[start Document passage]

# Sydney Harbour teaming with fish.



## Barrabundy (Sep 29, 2008)

I've been checking out Sydney on google earth and have come to the conclusion it must be teaming with fish. There is so much structure there to explore, has anyone made a point of fishing every possible nook and cranny? All those little bays, surely there are areas where people without kayaks either can't or don't fish.....?

I know distance and traffic on the water would be an issue but how many of you check out different spots every time you go fishing?


----------



## Feral2 (Jun 14, 2012)

It should be, being as no commercial fishing is allowed due to the dioxin poisoning, and recreational fisho's are allowed to eat only a fillet or two a week. So any fishing pressure it gets would be mostly catch and release.


----------



## si75 (Feb 26, 2008)

In the grand scheme of things its a bloody good fishery given that its slap bang in the middle of the city. I guess that in a strange kind of way part of the reason its so good is that pollution has shut down the commercial fishing.


----------



## Brez (Mar 2, 2012)

Feral2 said:


> So any fishing pressure it gets would be mostly catch and release.


you might think that but there are still plenty of people who regularly take what they catch from there ( no matter the size ) . be that through lack of education , language barriers or ignorance to the facts etc . i know there are plenty of thumping big bream in there 8)

[end Document passage]

● **Your instructions**
According to the Sydney Harbour fishing thread, why is commercial fishing not allowed in the harbour? These items come from a source separate from the thread.

[start Given data]

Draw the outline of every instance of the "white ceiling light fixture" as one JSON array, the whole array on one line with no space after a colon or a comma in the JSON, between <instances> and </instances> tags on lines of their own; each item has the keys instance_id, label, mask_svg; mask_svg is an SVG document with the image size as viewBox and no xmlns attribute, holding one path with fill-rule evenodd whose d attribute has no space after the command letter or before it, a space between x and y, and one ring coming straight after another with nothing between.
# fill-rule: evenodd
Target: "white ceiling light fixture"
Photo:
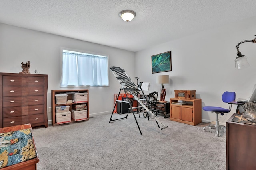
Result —
<instances>
[{"instance_id":1,"label":"white ceiling light fixture","mask_svg":"<svg viewBox=\"0 0 256 170\"><path fill-rule=\"evenodd\" d=\"M136 13L132 10L126 10L120 12L119 16L126 22L130 22L136 16Z\"/></svg>"}]
</instances>

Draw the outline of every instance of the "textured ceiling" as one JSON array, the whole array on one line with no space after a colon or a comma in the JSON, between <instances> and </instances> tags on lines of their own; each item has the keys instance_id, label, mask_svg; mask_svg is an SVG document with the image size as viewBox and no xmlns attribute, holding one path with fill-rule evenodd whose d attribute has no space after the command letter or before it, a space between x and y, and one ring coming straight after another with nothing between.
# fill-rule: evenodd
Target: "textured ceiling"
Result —
<instances>
[{"instance_id":1,"label":"textured ceiling","mask_svg":"<svg viewBox=\"0 0 256 170\"><path fill-rule=\"evenodd\" d=\"M0 0L0 23L137 51L256 16L255 0ZM134 11L126 22L122 10Z\"/></svg>"}]
</instances>

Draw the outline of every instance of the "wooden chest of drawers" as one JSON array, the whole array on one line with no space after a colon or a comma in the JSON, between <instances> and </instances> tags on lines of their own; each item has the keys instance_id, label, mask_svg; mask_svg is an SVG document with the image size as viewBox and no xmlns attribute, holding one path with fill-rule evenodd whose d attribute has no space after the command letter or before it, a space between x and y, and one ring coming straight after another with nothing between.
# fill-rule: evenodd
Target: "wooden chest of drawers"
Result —
<instances>
[{"instance_id":1,"label":"wooden chest of drawers","mask_svg":"<svg viewBox=\"0 0 256 170\"><path fill-rule=\"evenodd\" d=\"M0 73L0 127L48 127L48 75Z\"/></svg>"}]
</instances>

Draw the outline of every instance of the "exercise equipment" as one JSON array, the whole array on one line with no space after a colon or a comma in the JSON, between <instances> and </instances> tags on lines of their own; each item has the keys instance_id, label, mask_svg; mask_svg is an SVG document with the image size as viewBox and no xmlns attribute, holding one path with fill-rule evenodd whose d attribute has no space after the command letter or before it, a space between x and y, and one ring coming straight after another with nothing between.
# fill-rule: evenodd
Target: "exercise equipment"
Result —
<instances>
[{"instance_id":1,"label":"exercise equipment","mask_svg":"<svg viewBox=\"0 0 256 170\"><path fill-rule=\"evenodd\" d=\"M110 69L112 71L112 72L115 76L117 80L118 81L118 82L120 83L120 85L121 85L121 88L120 88L120 90L119 90L119 92L118 93L117 98L118 99L118 98L119 96L121 90L123 90L124 91L124 93L126 94L126 96L127 99L127 101L116 100L116 102L124 102L129 103L130 110L132 113L132 114L133 115L133 116L134 117L136 123L137 124L138 127L138 128L140 132L140 135L142 135L142 134L141 132L141 131L140 130L140 126L139 126L139 124L138 123L137 119L136 119L135 115L134 115L134 109L135 109L143 107L145 110L145 111L146 111L146 112L148 114L148 116L151 118L154 119L158 127L159 128L160 128L161 130L168 127L168 126L165 126L164 125L163 123L160 121L160 120L156 117L156 116L155 116L154 115L154 113L151 111L150 105L149 104L147 100L146 100L146 104L145 105L144 103L143 103L143 102L142 102L138 98L138 95L140 93L140 91L141 91L142 92L142 93L143 96L145 96L143 91L142 90L142 89L141 89L141 85L142 83L142 82L140 82L137 85L137 86L136 86L135 84L132 82L132 81L131 78L129 77L129 76L128 76L128 75L125 72L125 71L124 71L124 70L122 69L120 67L111 66L110 67ZM140 90L139 89L139 88ZM132 107L132 103L133 100L132 100L132 101L130 101L130 100L129 99L128 97L127 97L128 94L132 94L134 97L134 100L137 100L138 102L140 104L140 106ZM116 105L116 103L117 102L116 102L115 104L115 106L114 106L113 111L112 112L112 114L111 114L111 117L110 117L110 120L109 120L109 123L111 122L111 121L114 121L117 120L120 120L123 119L127 119L128 114L130 113L128 111L127 113L127 114L124 117L113 120L112 119L112 116L113 116L113 113L114 113Z\"/></svg>"}]
</instances>

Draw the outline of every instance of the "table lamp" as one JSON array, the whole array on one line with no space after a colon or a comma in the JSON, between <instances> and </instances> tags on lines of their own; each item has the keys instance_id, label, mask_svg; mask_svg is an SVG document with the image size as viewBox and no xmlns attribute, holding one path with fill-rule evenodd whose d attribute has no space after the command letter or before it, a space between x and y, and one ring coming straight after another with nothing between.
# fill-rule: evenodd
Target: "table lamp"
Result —
<instances>
[{"instance_id":1,"label":"table lamp","mask_svg":"<svg viewBox=\"0 0 256 170\"><path fill-rule=\"evenodd\" d=\"M162 89L161 90L161 96L160 97L160 100L159 102L162 103L166 103L167 101L164 100L165 98L165 95L166 95L166 89L164 88L164 84L169 83L169 75L161 75L156 76L156 83L161 84L162 85Z\"/></svg>"}]
</instances>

[end Given data]

● **Completed exercise**
Commercial fishing is not allowed because of dioxin poisoning.